They have an equivalent of Blockbuster Video where you can rent films about religion, religion & more religion; also, only movies approved by the Islamic government. There are no clubs, no theaters, no concerts, no movies worth seeing, no decent restaurants. People get dressed to the hilt when they visit one another because otherwise when will they wear their pretty clothes? To go where?

The pollution is so bad that people wear surgical masks in the streets; I was covering my nose with my rousari to protect my lungs. There's absolutely no tourism: what non-Iranian man is going to save all year to take his family on vacation to a country where his wife or daughter can get arrested for showing her hair? Turkey has all the tourist business that used to go to Iran by the millions when I lived there (just like Puerto Rico, who got all the tourists that used to go to Cuba before our friend Fidel “liberated” them).

When I was in Iran, they had the largest hospital in the Middle East for patients with burns; they used to helicopter burn victims to Tehran for treatment, but no more.

▬▬▬▬▬▬▬▬▬▬

== TASK LIST ==
1. In the passage about Iran, what do people wear in the streets because of the pollution?
2. Restate word for word the part of the passage about Iran that opens with the words containing "When I was in" and closes with "but no more.".

== SUPPLIED INFORMATION ==

▬▬▬▬▬▬▬▬▬▬

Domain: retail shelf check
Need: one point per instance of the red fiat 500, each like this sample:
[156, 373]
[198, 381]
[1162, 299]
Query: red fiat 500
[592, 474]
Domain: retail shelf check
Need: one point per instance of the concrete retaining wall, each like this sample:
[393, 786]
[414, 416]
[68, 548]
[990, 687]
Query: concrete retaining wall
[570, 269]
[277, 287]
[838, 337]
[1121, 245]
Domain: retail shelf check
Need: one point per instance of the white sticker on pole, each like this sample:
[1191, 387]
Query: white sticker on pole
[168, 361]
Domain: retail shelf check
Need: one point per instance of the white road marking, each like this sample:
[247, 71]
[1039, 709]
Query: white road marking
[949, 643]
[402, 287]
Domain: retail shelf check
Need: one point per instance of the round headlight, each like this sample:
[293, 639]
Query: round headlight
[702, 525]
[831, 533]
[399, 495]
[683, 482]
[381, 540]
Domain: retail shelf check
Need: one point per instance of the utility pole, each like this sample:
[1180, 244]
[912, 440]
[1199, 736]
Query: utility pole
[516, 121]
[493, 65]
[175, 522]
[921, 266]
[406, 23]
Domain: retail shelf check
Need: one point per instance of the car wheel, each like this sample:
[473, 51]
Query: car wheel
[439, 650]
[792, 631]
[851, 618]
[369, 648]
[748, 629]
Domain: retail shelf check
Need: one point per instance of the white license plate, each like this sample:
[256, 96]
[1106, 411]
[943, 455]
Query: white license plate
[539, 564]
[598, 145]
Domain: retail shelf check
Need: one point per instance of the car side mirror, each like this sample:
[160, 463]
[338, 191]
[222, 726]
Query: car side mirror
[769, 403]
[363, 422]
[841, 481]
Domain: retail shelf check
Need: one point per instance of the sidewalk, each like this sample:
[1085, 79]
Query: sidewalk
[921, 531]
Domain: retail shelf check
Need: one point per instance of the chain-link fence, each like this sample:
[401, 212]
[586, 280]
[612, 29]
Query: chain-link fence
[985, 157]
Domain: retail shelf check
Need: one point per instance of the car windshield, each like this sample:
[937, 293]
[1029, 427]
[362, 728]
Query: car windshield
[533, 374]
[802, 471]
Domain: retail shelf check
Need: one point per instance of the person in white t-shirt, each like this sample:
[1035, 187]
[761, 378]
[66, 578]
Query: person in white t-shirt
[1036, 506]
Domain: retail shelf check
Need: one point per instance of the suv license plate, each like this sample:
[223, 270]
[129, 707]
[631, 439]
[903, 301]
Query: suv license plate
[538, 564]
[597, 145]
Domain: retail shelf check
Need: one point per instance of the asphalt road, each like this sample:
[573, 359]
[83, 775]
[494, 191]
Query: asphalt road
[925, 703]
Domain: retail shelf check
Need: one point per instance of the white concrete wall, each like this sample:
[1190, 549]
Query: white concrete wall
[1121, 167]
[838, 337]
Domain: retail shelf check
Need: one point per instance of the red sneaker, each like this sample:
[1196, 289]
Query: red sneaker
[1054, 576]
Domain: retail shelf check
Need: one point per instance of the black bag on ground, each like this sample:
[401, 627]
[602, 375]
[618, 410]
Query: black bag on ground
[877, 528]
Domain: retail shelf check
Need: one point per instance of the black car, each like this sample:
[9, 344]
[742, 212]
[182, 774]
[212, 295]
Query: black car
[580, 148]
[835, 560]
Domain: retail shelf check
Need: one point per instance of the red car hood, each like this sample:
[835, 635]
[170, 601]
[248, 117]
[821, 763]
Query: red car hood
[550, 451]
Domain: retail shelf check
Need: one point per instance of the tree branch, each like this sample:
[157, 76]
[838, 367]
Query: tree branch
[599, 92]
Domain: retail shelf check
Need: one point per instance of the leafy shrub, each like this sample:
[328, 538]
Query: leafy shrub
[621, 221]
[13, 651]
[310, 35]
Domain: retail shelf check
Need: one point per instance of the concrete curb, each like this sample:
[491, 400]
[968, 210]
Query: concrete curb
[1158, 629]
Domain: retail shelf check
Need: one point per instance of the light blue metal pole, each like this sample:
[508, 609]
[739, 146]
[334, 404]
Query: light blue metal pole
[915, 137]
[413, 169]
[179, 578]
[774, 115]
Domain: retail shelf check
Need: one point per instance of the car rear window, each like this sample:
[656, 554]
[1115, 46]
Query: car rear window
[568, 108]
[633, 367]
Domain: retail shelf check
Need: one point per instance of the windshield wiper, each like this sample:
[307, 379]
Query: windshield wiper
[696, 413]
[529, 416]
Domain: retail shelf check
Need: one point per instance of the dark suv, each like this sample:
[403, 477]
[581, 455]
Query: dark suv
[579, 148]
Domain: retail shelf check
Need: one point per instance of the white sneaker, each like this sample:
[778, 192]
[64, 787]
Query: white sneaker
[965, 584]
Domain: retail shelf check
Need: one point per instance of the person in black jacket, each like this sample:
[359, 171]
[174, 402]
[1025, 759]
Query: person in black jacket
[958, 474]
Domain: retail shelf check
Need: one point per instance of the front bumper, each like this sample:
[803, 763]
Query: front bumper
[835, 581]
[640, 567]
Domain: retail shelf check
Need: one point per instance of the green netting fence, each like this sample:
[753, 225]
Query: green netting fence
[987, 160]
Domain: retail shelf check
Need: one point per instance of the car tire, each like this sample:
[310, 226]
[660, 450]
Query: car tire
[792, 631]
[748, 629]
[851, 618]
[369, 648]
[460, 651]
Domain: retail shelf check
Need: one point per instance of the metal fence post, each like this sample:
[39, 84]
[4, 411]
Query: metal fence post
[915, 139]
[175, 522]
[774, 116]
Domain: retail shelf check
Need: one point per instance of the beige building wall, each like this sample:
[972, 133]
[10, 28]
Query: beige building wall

▬▬▬▬▬▬▬▬▬▬

== WRITTEN ANSWERS ==
1. Surgical masks.

2.
When I was in Iran, they had the largest hospital in the Middle East for patients with burns; they used to helicopter burn victims to Tehran for treatment, but no more.